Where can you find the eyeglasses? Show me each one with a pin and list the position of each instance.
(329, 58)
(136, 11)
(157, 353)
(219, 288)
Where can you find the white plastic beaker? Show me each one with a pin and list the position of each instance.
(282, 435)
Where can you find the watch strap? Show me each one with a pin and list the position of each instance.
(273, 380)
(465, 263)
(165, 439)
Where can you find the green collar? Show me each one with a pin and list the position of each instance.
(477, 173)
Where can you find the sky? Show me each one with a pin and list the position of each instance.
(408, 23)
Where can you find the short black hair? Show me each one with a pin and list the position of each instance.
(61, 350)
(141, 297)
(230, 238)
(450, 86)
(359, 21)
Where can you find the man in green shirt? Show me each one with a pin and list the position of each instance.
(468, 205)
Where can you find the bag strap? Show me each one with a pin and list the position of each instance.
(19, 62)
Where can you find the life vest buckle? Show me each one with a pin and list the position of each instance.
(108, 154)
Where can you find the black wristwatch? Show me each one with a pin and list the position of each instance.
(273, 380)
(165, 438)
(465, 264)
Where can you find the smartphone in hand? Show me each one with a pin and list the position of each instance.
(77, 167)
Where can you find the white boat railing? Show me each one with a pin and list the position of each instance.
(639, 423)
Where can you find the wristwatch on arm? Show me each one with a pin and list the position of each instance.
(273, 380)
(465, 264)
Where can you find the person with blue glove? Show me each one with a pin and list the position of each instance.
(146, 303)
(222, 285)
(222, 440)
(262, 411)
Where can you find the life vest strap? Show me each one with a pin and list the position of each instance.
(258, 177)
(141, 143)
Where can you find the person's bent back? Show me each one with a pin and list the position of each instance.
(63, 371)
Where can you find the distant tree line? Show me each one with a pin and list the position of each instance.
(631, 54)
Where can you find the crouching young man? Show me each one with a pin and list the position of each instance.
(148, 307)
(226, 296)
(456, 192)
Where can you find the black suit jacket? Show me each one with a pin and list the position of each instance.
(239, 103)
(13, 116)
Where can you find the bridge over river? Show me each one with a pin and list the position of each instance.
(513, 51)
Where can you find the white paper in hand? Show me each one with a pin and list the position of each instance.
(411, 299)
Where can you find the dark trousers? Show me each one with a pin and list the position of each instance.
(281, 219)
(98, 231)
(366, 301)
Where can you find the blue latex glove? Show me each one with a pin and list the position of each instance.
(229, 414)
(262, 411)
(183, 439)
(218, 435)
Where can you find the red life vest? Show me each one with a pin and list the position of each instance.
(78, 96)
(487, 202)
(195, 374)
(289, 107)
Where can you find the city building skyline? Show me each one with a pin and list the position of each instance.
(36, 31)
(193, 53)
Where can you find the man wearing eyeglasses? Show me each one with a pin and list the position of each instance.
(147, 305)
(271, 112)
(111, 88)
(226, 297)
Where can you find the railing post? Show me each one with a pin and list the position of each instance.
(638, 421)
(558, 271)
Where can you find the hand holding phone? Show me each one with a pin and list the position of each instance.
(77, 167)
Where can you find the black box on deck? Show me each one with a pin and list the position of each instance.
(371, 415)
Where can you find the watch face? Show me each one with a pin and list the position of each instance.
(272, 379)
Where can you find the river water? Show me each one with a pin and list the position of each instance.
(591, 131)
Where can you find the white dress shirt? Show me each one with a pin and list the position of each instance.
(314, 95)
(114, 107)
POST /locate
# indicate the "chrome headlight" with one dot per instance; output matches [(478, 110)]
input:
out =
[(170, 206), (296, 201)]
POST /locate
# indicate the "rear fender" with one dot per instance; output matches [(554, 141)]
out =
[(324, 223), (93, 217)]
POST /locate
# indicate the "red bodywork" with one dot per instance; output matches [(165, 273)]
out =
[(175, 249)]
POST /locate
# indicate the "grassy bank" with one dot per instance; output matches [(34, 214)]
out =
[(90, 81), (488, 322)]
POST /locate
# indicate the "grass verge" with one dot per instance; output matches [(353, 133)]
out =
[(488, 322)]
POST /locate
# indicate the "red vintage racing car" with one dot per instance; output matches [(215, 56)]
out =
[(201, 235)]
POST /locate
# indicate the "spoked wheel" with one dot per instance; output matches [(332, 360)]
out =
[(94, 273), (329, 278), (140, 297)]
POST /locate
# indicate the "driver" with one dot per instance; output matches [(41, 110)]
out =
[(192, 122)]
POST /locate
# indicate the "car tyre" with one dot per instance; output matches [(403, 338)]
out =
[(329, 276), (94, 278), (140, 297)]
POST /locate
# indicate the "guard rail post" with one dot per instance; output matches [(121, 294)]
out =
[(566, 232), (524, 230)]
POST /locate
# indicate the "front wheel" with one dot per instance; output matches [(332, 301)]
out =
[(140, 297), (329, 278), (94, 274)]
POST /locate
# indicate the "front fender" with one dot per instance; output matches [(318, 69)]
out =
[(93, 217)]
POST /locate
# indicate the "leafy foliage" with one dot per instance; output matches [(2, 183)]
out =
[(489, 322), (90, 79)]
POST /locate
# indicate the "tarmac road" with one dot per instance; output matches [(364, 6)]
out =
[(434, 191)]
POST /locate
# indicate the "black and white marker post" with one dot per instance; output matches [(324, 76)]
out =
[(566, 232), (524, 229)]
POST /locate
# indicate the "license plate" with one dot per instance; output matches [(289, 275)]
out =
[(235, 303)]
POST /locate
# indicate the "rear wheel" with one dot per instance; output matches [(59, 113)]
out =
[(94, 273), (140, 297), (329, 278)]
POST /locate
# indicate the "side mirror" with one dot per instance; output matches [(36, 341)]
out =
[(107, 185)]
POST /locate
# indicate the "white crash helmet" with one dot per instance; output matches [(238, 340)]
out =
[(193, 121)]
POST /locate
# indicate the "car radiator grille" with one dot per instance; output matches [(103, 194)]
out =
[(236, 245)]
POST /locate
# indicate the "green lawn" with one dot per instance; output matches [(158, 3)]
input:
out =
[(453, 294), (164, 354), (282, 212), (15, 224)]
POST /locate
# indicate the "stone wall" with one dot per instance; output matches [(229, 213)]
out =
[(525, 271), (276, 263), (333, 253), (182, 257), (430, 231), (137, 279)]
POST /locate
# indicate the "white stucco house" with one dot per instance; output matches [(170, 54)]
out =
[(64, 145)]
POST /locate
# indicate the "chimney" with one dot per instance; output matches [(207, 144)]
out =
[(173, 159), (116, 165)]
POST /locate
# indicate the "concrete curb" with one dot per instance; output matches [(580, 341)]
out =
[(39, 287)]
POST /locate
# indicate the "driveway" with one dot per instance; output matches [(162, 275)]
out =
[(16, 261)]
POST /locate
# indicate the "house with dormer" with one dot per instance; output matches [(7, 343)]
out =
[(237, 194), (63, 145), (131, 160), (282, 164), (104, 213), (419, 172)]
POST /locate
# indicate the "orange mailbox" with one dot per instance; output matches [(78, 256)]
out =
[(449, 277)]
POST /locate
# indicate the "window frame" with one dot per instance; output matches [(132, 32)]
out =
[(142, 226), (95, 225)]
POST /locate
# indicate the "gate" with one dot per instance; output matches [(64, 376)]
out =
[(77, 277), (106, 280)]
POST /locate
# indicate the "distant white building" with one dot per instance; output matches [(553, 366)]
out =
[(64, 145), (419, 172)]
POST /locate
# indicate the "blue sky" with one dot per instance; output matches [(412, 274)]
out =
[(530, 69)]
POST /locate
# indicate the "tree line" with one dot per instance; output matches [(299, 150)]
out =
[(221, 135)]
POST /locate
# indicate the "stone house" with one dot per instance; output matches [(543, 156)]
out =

________________________________________

### What to do
Copy out only the rows from the line with "Where can you find the white paper" up to and including the line with "[(170, 206), (296, 201)]", substituting "marker" for every "pin" and leaving everything else unchanged.

### Expected output
Where can you find the white paper in hand? Show me each one with a marker and list the position of each instance.
(411, 299)
Where can you find the dark trousers? Show me each one with a marker and list the position of each instance.
(281, 219)
(98, 231)
(366, 301)
Where can you find the blue latex glove? Show me each one with a marker and list the position of each instance.
(229, 414)
(262, 411)
(183, 439)
(218, 435)
Where can you find the red life vest? Show me each one with a marker and list the position of each instance.
(78, 96)
(487, 202)
(195, 374)
(289, 107)
Where can you find the city building skyline? Show me each one with a marker and list the position of each instance.
(36, 31)
(193, 53)
Where can you find the man wearing eyeglasses? Show me each one with a marker and list the position of each instance.
(147, 305)
(271, 112)
(111, 88)
(226, 297)
Where can you find the railing post? Show me each one with a marker and list the position of each instance.
(638, 421)
(558, 271)
Where can you find the hand holding phone? Show me each one with a marker and list the position of each instance.
(77, 167)
Where can you find the black box on deck? Show me each one with a marker and list the position of each instance.
(371, 415)
Where can you find the watch face? Show me each one with a marker and list the position of each instance.
(272, 379)
Where can you find the river water? Show me each one with a marker and list the position of each instance.
(591, 131)
Where can you find the white dress shirt? Show me each one with a marker and list the position of each instance.
(314, 95)
(114, 107)
POST /locate
# indicate the "chrome headlight" with one dot per instance; output matches [(478, 110)]
input:
out =
[(170, 206), (296, 201)]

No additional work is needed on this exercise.